WHAT TO WORK ON:
Copy every entry exactly.

**** RECORDS SUPPLIED ****

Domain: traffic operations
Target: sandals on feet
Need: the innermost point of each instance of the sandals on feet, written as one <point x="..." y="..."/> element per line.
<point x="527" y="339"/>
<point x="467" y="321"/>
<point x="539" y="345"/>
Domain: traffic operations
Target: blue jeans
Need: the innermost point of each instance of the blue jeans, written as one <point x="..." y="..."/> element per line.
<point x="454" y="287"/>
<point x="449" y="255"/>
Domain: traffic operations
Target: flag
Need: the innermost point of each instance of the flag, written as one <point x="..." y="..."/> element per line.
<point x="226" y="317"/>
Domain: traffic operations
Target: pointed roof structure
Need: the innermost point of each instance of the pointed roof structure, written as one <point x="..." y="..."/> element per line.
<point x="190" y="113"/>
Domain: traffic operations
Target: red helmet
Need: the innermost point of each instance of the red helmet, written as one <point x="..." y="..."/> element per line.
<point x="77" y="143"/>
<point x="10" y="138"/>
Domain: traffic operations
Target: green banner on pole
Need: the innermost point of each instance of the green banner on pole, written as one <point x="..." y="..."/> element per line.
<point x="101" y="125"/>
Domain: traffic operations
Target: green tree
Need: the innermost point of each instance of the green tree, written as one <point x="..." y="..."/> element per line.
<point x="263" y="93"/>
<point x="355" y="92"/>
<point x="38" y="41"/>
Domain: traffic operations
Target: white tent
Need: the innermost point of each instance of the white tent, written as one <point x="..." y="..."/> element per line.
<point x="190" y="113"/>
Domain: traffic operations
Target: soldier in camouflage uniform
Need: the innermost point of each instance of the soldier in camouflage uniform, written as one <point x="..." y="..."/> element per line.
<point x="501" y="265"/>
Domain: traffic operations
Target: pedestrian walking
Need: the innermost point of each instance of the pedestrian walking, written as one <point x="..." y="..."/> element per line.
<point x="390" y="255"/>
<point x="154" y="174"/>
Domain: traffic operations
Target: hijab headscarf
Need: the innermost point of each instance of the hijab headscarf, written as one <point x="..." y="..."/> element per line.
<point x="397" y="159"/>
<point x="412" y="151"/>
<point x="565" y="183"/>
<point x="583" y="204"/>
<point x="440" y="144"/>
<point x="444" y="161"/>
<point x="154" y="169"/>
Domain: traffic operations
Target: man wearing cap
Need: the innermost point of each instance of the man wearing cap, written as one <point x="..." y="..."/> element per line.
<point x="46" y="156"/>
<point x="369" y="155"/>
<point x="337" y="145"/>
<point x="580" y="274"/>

****

RESULT FOR THIS TASK:
Domain: traffic operations
Target: sandals on feet
Need: the innermost point of each instance of the sandals on feet, written as one <point x="..." y="..."/> element per line.
<point x="527" y="339"/>
<point x="467" y="321"/>
<point x="539" y="345"/>
Domain: traffic operations
Target: blue jeans
Need: the innermost point of each instance of the blue jeans, written as one <point x="..." y="..."/> element per line.
<point x="454" y="287"/>
<point x="449" y="255"/>
Domain: traffic operations
Target: flag
Need: the innermost point of each instance of the flag, written as one <point x="..." y="..."/> element per line.
<point x="226" y="317"/>
Domain: traffic operations
Target: pointed roof structure
Need: the innermost point of each instance of the pointed roof structure, written as one <point x="..." y="..."/> element per line.
<point x="190" y="113"/>
Domain: traffic operations
Target: red helmet
Need: the innermost point of each instance of the red helmet, written as one <point x="..." y="..."/> element per line.
<point x="77" y="143"/>
<point x="10" y="138"/>
Domain: traffic operations
Target: green banner on pole
Need: the innermost point of each instance of the green banner on pole, written as one <point x="..." y="..."/> element per line.
<point x="101" y="125"/>
Domain: traffic operations
Target: green tree
Need: the innermost point of each instance of the green tree, written as one <point x="..." y="..."/> element per line.
<point x="263" y="93"/>
<point x="355" y="92"/>
<point x="38" y="41"/>
Domain: traffic operations
Target: white tent
Need: the innermost point of each instance of the white tent, written as one <point x="..." y="..."/> element per line.
<point x="190" y="113"/>
Domain: traffic operations
Target: soldier in camouflage uniform
Need: the innermost point of each instance of the soldier in camouflage uniform, written as one <point x="..." y="..."/> element per line.
<point x="501" y="265"/>
Domain: traffic operations
Target: pedestrian walking
Need: the innermost point of each instance of the pedestrian walking, written as one <point x="..." y="..."/> element per line.
<point x="390" y="255"/>
<point x="154" y="174"/>
Domain: traffic operations
Target: hijab headscarf
Need: the innermost point of each instance of the hijab headscarf, written as one <point x="..." y="..."/> element per line.
<point x="397" y="159"/>
<point x="412" y="151"/>
<point x="565" y="183"/>
<point x="583" y="204"/>
<point x="440" y="144"/>
<point x="444" y="161"/>
<point x="154" y="169"/>
Domain: traffic operations
Target: man wearing cap
Need: the innermost point of each instance of the man wearing cap, written as one <point x="..." y="..."/> element per line.
<point x="46" y="156"/>
<point x="369" y="155"/>
<point x="337" y="145"/>
<point x="580" y="274"/>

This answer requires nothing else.